• TRY IT
Output every record below exactly as it appears.

━━━ EXERCISE DATA

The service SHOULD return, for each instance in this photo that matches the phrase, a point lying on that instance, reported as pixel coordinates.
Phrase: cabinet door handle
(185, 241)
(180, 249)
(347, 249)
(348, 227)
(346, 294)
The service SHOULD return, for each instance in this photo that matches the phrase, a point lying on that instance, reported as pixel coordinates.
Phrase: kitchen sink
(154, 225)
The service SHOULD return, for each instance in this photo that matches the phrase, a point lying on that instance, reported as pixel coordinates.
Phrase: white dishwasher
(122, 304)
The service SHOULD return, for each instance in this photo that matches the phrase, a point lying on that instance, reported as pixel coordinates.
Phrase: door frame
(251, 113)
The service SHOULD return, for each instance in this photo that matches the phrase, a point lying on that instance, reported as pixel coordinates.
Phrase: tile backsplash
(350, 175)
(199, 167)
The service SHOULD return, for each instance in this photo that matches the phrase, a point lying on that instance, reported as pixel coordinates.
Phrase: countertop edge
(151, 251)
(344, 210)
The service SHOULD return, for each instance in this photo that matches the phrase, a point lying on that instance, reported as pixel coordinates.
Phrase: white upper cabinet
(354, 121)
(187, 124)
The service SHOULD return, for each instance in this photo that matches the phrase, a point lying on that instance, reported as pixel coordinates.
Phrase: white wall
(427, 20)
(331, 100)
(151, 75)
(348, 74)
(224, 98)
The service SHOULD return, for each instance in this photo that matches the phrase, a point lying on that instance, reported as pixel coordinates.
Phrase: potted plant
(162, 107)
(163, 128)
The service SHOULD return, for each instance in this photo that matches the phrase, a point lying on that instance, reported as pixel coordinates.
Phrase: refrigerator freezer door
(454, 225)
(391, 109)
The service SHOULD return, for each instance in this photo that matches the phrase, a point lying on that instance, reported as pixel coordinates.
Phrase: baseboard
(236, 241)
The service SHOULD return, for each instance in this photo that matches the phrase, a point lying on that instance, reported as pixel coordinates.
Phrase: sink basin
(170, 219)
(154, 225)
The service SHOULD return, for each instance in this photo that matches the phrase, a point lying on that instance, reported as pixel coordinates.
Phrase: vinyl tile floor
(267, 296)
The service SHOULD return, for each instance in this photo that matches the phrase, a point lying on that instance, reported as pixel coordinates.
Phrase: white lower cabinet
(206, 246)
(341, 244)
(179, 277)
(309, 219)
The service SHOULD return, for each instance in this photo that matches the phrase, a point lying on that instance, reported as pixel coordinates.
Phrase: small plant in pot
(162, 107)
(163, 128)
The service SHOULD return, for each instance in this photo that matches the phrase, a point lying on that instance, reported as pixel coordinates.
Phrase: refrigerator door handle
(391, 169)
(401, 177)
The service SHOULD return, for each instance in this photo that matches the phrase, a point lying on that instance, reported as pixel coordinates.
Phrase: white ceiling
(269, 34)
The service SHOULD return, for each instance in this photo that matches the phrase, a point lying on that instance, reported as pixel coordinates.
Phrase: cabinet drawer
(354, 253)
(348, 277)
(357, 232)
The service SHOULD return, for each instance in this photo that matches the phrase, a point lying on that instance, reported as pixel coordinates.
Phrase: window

━━━━━━

• SOLUTION
The service SHOULD return, for each instance in this photo that matches the phrase, a point lying on that instance, reported as pixel coordinates.
Phrase: cabinet door handle
(185, 241)
(180, 249)
(347, 249)
(348, 227)
(346, 294)
The service SHOULD return, for each instance in this photo that matches the phrase, a point lying on that instance, reported as pixel coordinates.
Phrase: kitchen sink
(154, 225)
The service SHOULD return, for each instance in this photo that matches the phrase, a point lying on that instance, reported as pixel coordinates.
Phrase: white dishwasher
(122, 304)
The service SHOULD return, for each instance in this photo that matches the phrase, a point lying on that instance, reported as pixel coordinates.
Phrase: door frame
(251, 113)
The service SHOULD return, for each instance in this photo that matches the phrase, a point lying on that instance, reported as pixel coordinates.
Phrase: tile backsplash
(350, 175)
(199, 167)
The service SHOULD return, for each instance in this photo that matches the phrase, a point lying on that instance, reported as pixel coordinates.
Phrase: countertop edge
(151, 251)
(344, 210)
The service SHOULD return, for each instance in this photo that matches the phrase, a point lying on that instance, reported as pixel coordinates.
Phrase: white upper cabinet
(354, 121)
(187, 124)
The service SHOULD return, for each instance in this photo that matches the phrase, a point lying on that instance, reported as pixel coordinates.
Phrase: white wall
(427, 20)
(331, 100)
(151, 75)
(348, 74)
(224, 98)
The service SHOULD return, for each instance in this photo that matches the phrase, a point lying on that instance, reported as pixel coordinates.
Phrase: potted plant
(162, 107)
(163, 128)
The service SHOULD return, for each instance in this photo that matches the phrase, a point lying on that instance, reported as pixel coordinates.
Phrase: refrigerator freezer door
(454, 225)
(391, 109)
The service SHOULD return, for each instance in this photo that matches the phrase, a point lying on that instance, reported as pixel coordinates.
Phrase: baseboard
(236, 241)
The service SHOULD return, for each instance in this photo that matches the phrase, a point lying on that instance, reported as pixel coordinates.
Phrase: sink basin
(170, 219)
(154, 225)
The service SHOULD return, for each instance in this photo that matches the phrase, a point lying on that instance, reported as pixel coordinates.
Phrase: vinyl tile floor
(267, 296)
The service SHOULD return, for each instance in this photo that matches the phrase, a point lying on that instance, reported as pixel coordinates.
Phrase: white lower cabinet
(206, 246)
(341, 244)
(179, 277)
(309, 219)
The service SHOULD return, for each instance in this photo that matches the phrase, a point lying on that instance, reported as pixel coordinates.
Phrase: small plant in pot
(162, 107)
(163, 128)
The service SHOULD return, for each instance in this photo that matches the phrase, a point lying on that instance, reported as pixel coordinates.
Phrase: refrigerator door handle
(391, 169)
(401, 177)
The service SHOULD return, for each instance in this photo that matches the phrase, a point lying on that instance, reported as pixel coordinates.
Phrase: white ceiling
(269, 34)
The service SHOULD return, for each instance in this photo that matches the phrase, a point lying on that instance, reported as pixel coordinates.
Phrase: cabinet drawer
(354, 253)
(348, 277)
(357, 232)
The service SHOULD return, for each instance in this photo that matches the phrase, a point lying on that instance, reported as pixel coordinates.
Phrase: window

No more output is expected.